I need the lines from the one with "Please annotate the dark" through the end of the material, copied exactly and with nothing else included.

BEGIN

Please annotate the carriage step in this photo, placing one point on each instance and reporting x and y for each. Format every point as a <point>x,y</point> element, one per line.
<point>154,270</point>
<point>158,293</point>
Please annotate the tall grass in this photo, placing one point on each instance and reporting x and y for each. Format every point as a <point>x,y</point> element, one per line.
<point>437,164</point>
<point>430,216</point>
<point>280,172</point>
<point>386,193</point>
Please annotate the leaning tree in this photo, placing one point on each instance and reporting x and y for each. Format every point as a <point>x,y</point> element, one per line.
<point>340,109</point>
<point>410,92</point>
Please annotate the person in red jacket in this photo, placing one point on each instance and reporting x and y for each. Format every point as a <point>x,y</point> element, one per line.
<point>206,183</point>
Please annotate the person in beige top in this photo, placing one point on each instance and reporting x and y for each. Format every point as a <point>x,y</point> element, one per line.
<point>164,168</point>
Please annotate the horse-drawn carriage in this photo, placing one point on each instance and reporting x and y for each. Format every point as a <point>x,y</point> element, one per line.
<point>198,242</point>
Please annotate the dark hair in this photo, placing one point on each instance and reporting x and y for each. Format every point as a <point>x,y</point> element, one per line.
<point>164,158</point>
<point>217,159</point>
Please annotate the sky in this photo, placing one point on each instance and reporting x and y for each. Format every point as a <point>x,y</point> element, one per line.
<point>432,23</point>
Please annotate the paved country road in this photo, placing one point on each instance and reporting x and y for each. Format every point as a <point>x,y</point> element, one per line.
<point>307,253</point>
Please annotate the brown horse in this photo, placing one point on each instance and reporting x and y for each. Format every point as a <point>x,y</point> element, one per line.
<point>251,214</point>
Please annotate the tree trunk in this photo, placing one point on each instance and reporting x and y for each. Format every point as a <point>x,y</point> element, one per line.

END

:: OUTPUT BELOW ::
Please annotate the dark hair in this photo, placing one point on each instance and reporting x and y for each. Format every point as a <point>x,y</point> element, one per line.
<point>164,158</point>
<point>217,159</point>
Please annotate the sky in this photo, placing one point on each instance and reporting x and y for each. Format every point as a <point>x,y</point> element, one per line.
<point>432,23</point>
Please annotate the paved country road in this photo, placing one point on each instance and reporting x and y for each. Format every point as a <point>x,y</point> element, one per line.
<point>307,253</point>
Please annotate the brown horse in this photo, placing one point on each instance and reporting x and y for each. Format every point as a <point>x,y</point> element, one per line.
<point>251,214</point>
Please annotate the tree trunk in this photo, placing one point on each instance and reporting x and y for each. Format every point as a <point>x,y</point> element, one per line.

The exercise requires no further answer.